GEKOZEN FRAGMENT
* * * *

Op 11 december 2007 werd bisschop Eijk benoemd tot aartsbisschop van Utrecht. De leiding over het bisdom Groningen bleef hij nog waarnemen tot september 2008. Ook verscheidene andere hogere functionarissen zijn naar het aartsbisdom of andere bisdommen overgeplaatst, wat de toch al kleine staf nog verder heeft gereduceerd. Het bisdom heeft twee vicarissen-generaal: P. Wellen, pastoor van het parochieverband Hoogeveen, Meppel en Beilen en A. Bultsma, pastoor te Bolsward.
Bisschop De Korte
Op 13 september 2008 werd Eijk als bisschop van Groningen opgevolgd door Gerard de Korte, die daarvoor hulpbisschop was van het aartsbisdom Utrecht. Mgr. de Korte werd door de omstandigheden gedwongen om in het bisdom grootschalige reorganisaties door te voeren, waaronder het fuseren van 81 parochies tot 19 nieuwe. Desondanks was De Korte in het bisdom geliefd, wat bleek uit de reacties in de pers toen op zaterdag 5 maart 2016 bekend werd dat hij door Paus Franciscus was benoemd tot bisschop van Den Bosch. In april 2016 nam De Korte afscheid van Groningen-Leeuwarden; hij werd op 14 mei 2016 geïnstalleerd als bisschop van Den Bosch.

* * * *

Vastgelegde gegevens
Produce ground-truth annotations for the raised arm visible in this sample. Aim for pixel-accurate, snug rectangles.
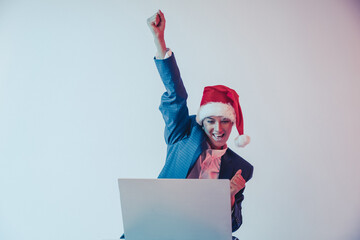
[147,10,166,59]
[147,10,190,144]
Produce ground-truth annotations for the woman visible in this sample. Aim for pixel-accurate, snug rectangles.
[147,10,253,239]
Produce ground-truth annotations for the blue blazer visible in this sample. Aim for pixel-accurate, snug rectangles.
[155,54,253,232]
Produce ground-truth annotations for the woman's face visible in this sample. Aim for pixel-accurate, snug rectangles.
[203,116,233,149]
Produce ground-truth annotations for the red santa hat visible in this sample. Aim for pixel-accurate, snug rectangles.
[196,85,250,147]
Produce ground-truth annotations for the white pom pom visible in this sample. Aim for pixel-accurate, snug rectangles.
[235,135,250,147]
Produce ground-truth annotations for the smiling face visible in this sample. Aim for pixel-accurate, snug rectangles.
[203,116,234,149]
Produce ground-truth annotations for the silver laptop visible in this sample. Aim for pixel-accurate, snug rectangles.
[118,179,231,240]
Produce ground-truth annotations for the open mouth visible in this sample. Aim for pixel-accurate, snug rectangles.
[212,133,225,141]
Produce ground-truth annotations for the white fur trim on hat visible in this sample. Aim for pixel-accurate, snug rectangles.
[235,135,250,147]
[196,102,236,125]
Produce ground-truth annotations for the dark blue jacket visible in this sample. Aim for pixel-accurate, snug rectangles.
[155,54,253,232]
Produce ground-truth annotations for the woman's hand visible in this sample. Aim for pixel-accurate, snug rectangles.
[230,169,246,207]
[147,10,166,59]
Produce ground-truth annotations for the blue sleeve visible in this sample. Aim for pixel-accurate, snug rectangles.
[155,54,190,144]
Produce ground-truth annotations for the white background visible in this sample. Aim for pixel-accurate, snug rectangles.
[0,0,360,240]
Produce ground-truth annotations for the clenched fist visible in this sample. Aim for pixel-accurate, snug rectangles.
[230,169,246,206]
[147,10,166,59]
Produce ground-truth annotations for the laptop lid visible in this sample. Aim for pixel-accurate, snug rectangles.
[118,179,231,240]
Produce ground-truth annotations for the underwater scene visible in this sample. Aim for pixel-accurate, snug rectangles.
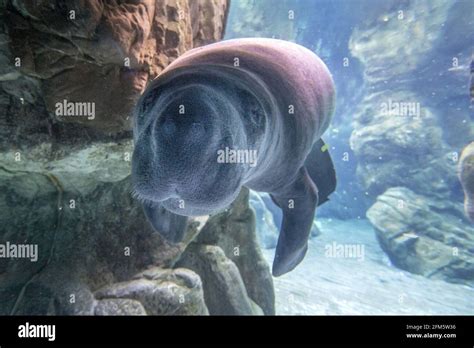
[0,0,474,315]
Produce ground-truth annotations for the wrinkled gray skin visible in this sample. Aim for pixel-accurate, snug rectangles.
[132,39,335,276]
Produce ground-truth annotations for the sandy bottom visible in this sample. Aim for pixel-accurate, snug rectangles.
[263,219,474,315]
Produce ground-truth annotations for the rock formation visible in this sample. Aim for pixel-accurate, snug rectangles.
[459,142,474,222]
[349,1,474,285]
[0,0,274,315]
[367,187,474,286]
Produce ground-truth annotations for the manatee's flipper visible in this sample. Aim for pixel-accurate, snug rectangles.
[304,139,337,206]
[271,167,318,277]
[143,203,188,243]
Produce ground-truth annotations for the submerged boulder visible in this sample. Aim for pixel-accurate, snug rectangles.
[459,142,474,222]
[367,187,474,286]
[195,188,275,315]
[178,244,263,315]
[95,267,208,315]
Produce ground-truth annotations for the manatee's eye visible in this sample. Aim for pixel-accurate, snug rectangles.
[161,117,176,135]
[191,122,205,136]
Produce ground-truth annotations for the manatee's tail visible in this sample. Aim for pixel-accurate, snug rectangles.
[304,139,337,207]
[271,140,336,277]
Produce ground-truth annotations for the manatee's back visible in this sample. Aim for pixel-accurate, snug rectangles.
[163,38,335,142]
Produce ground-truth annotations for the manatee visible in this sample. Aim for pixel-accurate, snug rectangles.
[132,38,336,276]
[458,142,474,222]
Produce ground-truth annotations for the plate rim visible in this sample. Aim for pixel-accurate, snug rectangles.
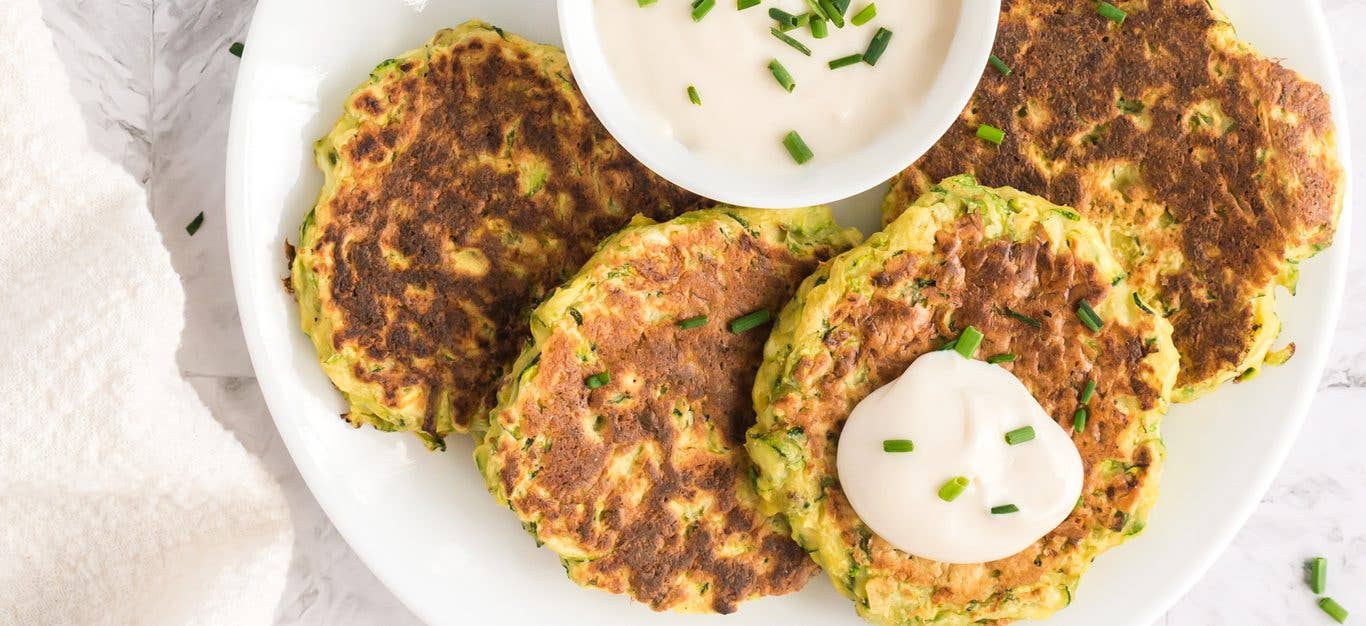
[224,0,1355,623]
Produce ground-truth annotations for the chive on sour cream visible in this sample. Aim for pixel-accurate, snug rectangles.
[591,0,962,171]
[836,350,1083,563]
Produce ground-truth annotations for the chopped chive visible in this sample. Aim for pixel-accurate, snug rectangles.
[811,18,831,40]
[693,0,716,22]
[986,55,1011,77]
[863,29,892,66]
[953,327,982,358]
[1005,426,1034,446]
[1096,3,1128,25]
[769,59,796,93]
[829,52,863,70]
[687,85,702,107]
[806,0,831,21]
[850,3,877,26]
[1318,597,1347,623]
[1072,406,1086,432]
[882,439,915,452]
[1309,556,1328,593]
[783,130,816,165]
[1076,379,1096,405]
[977,124,1005,145]
[731,309,773,335]
[769,29,811,56]
[679,316,708,328]
[769,7,796,29]
[1004,309,1044,328]
[583,372,612,390]
[821,0,848,29]
[940,476,970,502]
[1076,299,1105,332]
[1134,291,1157,316]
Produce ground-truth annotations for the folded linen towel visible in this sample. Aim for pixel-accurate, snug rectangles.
[0,0,292,626]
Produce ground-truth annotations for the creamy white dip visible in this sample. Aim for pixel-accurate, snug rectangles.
[837,350,1083,563]
[591,0,960,171]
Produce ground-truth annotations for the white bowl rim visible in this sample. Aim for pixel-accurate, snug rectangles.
[557,0,1001,209]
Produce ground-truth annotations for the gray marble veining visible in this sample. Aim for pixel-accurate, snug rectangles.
[32,0,1366,626]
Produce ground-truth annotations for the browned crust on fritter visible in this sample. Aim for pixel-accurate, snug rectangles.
[895,0,1343,387]
[775,216,1161,612]
[310,31,695,437]
[494,228,829,614]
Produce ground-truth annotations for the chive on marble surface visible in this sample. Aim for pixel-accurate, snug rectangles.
[41,0,1366,626]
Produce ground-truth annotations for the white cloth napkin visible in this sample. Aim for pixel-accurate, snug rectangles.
[0,0,294,626]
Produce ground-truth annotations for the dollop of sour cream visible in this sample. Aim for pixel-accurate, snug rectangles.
[836,350,1082,563]
[593,0,962,171]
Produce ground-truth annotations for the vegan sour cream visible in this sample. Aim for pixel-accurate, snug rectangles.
[836,350,1082,563]
[593,0,960,171]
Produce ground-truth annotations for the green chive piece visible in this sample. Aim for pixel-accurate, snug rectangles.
[811,18,831,40]
[1318,597,1347,623]
[882,439,915,452]
[1134,291,1157,316]
[583,372,612,390]
[731,309,773,335]
[769,7,796,29]
[806,0,831,21]
[986,55,1011,77]
[1076,299,1105,332]
[769,29,811,56]
[679,316,706,329]
[783,130,816,165]
[821,0,848,29]
[977,124,1005,145]
[850,3,877,26]
[953,327,982,358]
[1005,426,1034,446]
[693,0,716,22]
[863,29,892,66]
[769,59,796,93]
[1005,309,1044,328]
[940,476,971,502]
[829,52,863,70]
[184,210,204,236]
[1076,379,1096,405]
[1309,556,1328,593]
[1072,406,1086,432]
[687,85,702,107]
[1096,3,1128,25]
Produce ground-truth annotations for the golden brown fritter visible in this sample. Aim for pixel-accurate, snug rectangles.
[884,0,1344,400]
[747,176,1177,625]
[475,208,856,614]
[292,22,695,446]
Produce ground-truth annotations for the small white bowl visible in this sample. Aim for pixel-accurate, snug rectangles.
[559,0,1001,209]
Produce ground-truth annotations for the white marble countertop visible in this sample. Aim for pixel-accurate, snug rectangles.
[32,0,1366,626]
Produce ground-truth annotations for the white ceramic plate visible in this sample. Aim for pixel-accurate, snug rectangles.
[227,0,1351,626]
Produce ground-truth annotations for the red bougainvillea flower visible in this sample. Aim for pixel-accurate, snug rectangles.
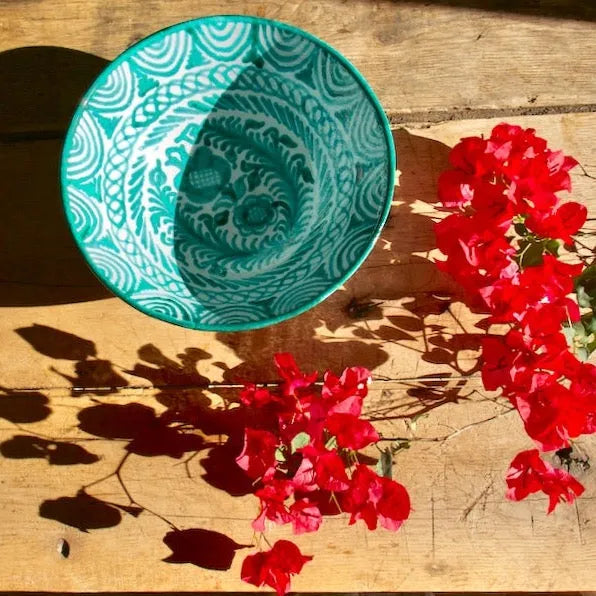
[507,449,584,513]
[326,414,379,450]
[236,428,279,479]
[289,498,323,534]
[524,202,588,244]
[241,540,312,596]
[341,464,411,530]
[321,366,371,416]
[252,478,294,532]
[301,445,349,492]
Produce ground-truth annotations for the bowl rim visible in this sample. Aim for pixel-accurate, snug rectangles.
[60,14,397,332]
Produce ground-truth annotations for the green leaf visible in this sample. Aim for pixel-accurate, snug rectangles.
[290,432,310,453]
[575,286,592,308]
[325,437,337,449]
[544,240,561,257]
[275,447,286,462]
[575,264,596,310]
[562,325,575,350]
[375,447,393,478]
[582,313,596,334]
[517,240,544,267]
[513,222,528,236]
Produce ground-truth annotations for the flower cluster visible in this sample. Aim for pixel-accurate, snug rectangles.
[236,354,410,595]
[435,124,596,512]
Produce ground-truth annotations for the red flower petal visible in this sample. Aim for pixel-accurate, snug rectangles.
[240,540,312,596]
[326,414,379,450]
[236,428,278,478]
[290,499,323,534]
[507,449,584,513]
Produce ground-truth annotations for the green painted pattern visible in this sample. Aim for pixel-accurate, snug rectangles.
[62,16,395,331]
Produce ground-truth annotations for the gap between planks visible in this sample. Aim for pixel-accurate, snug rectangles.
[0,104,596,144]
[0,373,481,398]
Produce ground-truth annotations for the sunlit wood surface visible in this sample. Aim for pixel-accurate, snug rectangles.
[0,0,596,592]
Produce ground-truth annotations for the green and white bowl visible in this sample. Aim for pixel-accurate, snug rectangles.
[62,16,395,331]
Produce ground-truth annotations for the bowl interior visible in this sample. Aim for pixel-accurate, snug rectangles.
[63,17,394,330]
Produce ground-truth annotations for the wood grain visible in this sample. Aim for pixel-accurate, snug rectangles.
[0,114,596,389]
[0,0,596,135]
[0,114,596,592]
[0,382,596,592]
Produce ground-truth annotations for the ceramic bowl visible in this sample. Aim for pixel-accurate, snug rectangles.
[62,16,395,331]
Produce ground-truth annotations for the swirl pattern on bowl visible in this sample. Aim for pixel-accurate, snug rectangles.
[63,17,394,330]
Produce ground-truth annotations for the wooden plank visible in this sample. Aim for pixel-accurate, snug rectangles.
[0,0,596,135]
[0,383,596,592]
[0,114,596,388]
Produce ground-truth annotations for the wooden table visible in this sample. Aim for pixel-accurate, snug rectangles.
[0,0,596,592]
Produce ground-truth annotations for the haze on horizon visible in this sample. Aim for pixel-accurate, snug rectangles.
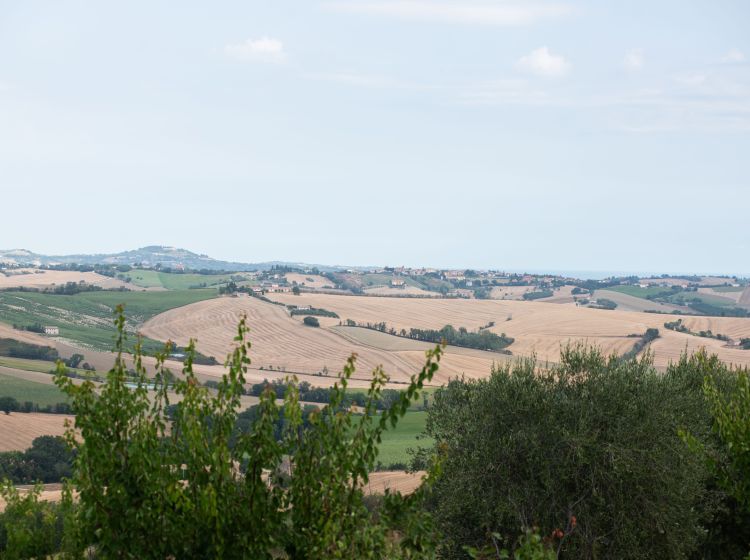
[0,0,750,274]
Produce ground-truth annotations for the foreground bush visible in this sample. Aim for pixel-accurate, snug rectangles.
[1,309,441,559]
[420,347,750,559]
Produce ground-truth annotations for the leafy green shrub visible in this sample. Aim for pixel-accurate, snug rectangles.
[0,481,70,559]
[44,308,442,559]
[424,347,733,559]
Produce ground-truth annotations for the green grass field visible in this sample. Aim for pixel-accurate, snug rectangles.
[127,268,244,290]
[711,286,745,293]
[0,288,218,352]
[0,356,91,377]
[668,292,735,307]
[376,411,434,465]
[0,374,68,406]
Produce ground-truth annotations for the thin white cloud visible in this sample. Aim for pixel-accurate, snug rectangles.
[324,0,571,26]
[622,49,645,71]
[224,37,286,62]
[722,49,745,62]
[516,47,570,78]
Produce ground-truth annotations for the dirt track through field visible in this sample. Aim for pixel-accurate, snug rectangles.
[0,412,74,451]
[141,296,506,385]
[264,294,750,367]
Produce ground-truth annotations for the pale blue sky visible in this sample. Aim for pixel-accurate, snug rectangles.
[0,0,750,273]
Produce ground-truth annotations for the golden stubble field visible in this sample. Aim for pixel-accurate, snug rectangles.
[141,296,504,386]
[268,294,750,367]
[141,293,750,385]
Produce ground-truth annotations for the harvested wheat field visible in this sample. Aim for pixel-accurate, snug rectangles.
[737,286,750,309]
[0,483,68,513]
[584,290,691,313]
[274,294,750,367]
[364,471,425,494]
[141,294,504,386]
[0,268,129,289]
[0,412,74,451]
[364,286,441,297]
[698,288,743,305]
[490,286,534,300]
[286,272,333,289]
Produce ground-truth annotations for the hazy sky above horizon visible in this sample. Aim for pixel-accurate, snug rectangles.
[0,0,750,274]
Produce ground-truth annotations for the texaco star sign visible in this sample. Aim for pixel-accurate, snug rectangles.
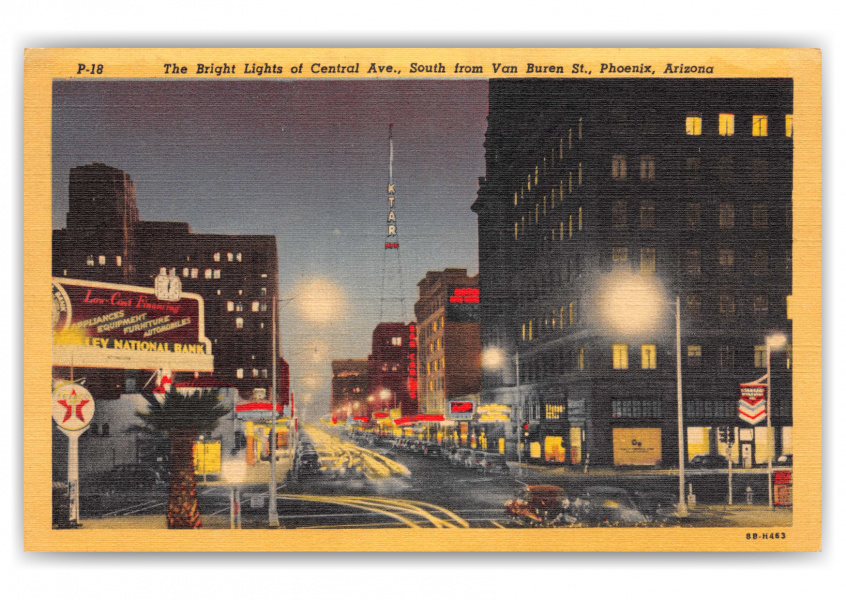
[52,382,94,432]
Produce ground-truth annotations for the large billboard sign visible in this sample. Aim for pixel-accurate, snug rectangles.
[52,277,214,371]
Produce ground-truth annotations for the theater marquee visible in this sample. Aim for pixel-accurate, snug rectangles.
[52,277,214,372]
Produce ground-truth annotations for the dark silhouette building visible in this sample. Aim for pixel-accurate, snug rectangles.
[473,79,793,465]
[53,163,288,403]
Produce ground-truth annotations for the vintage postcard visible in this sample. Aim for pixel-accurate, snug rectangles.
[24,49,822,552]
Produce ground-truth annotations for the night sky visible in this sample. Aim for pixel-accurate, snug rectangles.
[53,80,488,417]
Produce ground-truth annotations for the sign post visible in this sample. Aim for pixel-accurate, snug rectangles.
[52,381,94,527]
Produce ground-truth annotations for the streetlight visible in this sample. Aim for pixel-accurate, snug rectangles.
[482,346,523,475]
[766,333,787,510]
[601,273,688,517]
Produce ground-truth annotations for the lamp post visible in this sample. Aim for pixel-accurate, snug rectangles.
[601,273,688,517]
[766,333,787,510]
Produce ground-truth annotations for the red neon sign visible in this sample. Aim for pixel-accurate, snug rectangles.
[449,288,479,304]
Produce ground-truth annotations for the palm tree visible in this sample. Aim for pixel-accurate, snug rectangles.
[135,388,229,529]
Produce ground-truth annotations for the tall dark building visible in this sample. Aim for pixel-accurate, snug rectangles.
[53,163,288,403]
[473,79,793,465]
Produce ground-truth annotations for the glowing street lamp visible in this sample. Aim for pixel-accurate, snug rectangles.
[766,333,787,510]
[600,273,687,517]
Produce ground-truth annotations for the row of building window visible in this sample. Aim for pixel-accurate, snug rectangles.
[514,117,583,199]
[685,113,793,137]
[212,252,242,262]
[85,254,123,267]
[226,300,267,312]
[521,343,792,383]
[235,369,267,379]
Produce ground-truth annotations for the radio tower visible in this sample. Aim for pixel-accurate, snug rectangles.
[379,123,406,323]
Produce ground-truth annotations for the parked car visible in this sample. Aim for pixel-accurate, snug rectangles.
[569,486,648,525]
[482,452,509,475]
[688,454,728,469]
[423,442,443,456]
[452,448,472,467]
[505,485,569,527]
[465,450,485,470]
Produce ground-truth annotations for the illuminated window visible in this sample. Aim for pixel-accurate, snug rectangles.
[611,246,629,263]
[640,344,658,369]
[684,115,702,135]
[752,248,769,275]
[752,115,767,137]
[717,346,734,369]
[684,292,702,317]
[640,156,655,181]
[719,292,734,315]
[684,292,702,317]
[611,154,626,179]
[719,113,734,136]
[640,200,655,228]
[687,346,702,367]
[684,202,702,229]
[640,248,655,275]
[611,344,629,370]
[719,202,734,229]
[755,346,767,369]
[684,157,702,183]
[752,204,767,229]
[611,200,627,227]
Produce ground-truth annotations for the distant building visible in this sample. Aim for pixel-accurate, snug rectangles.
[367,323,418,415]
[53,163,289,403]
[330,358,369,421]
[473,79,793,466]
[414,269,482,415]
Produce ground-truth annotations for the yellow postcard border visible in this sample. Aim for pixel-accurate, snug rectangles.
[23,48,822,551]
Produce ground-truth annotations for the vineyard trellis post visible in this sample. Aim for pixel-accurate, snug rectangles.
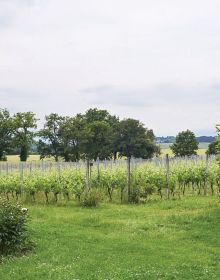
[127,157,131,202]
[166,154,170,198]
[85,159,90,194]
[204,154,209,195]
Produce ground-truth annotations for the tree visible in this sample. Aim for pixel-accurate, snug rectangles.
[118,119,156,202]
[37,113,65,161]
[206,140,219,155]
[60,115,84,162]
[0,109,13,161]
[13,112,37,161]
[170,130,199,157]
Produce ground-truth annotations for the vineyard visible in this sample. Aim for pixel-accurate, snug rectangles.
[0,156,220,203]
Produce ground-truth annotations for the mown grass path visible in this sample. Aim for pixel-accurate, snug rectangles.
[0,197,220,280]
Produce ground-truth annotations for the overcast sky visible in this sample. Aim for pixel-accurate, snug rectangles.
[0,0,220,136]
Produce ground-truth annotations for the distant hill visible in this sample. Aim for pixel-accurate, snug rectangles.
[156,136,215,143]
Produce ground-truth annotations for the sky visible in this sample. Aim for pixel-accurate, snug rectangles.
[0,0,220,136]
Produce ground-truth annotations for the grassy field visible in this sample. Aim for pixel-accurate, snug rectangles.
[0,197,220,280]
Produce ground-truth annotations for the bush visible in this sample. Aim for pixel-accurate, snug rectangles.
[0,198,27,255]
[81,190,101,207]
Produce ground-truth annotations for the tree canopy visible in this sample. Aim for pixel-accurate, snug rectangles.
[170,130,199,157]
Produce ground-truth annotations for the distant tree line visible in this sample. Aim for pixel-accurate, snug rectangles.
[0,108,220,162]
[0,109,160,162]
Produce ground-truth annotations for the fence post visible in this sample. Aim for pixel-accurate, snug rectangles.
[166,154,170,198]
[204,154,209,195]
[127,157,131,202]
[85,159,90,194]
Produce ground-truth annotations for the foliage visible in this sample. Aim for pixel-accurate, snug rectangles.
[38,114,64,161]
[170,130,199,157]
[0,199,27,255]
[13,112,37,161]
[0,109,13,161]
[206,140,218,155]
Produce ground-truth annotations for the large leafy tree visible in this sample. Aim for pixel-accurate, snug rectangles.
[60,115,85,161]
[38,113,65,161]
[80,108,117,160]
[118,118,157,201]
[170,130,199,157]
[13,112,37,161]
[0,109,13,161]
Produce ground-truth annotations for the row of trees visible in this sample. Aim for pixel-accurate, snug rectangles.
[0,109,220,161]
[0,109,160,161]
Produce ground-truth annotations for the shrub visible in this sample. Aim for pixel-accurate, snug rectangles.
[0,198,27,255]
[81,190,101,207]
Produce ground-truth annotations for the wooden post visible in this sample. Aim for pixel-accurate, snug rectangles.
[85,159,89,194]
[166,154,170,198]
[204,154,209,195]
[97,157,100,179]
[127,157,131,202]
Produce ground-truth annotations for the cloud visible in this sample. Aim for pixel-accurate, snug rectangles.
[0,0,220,135]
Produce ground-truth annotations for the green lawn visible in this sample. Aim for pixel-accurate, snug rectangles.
[0,197,220,280]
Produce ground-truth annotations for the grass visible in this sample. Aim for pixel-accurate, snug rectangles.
[0,197,220,280]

* * * *

OPDRACHT 1
Noem alle personen die in het fragment over het bisdom Groningen bij naam worden genoemd.
OPDRACHT 2
Beantwoord aan de hand van het fragment over het bisdom Groningen de volgende vragen:
(a) In welke plaats is A. Bultsma pastoor?
(b) Hoeveel parochies werden onder De Korte gefuseerd, en tot hoeveel nieuwe parochies?
(c) Op welke datum werd De Korte geïnstalleerd als bisschop van Den Bosch?

ANTWOORD 1
Eijk
P. Wellen
A. Bultsma
Gerard de Korte
Paus Franciscus

ANTWOORD 2
(a) In Bolsward.
(b) Er werden 81 parochies gefuseerd tot 19 nieuwe.
(c) Op 14 mei 2016.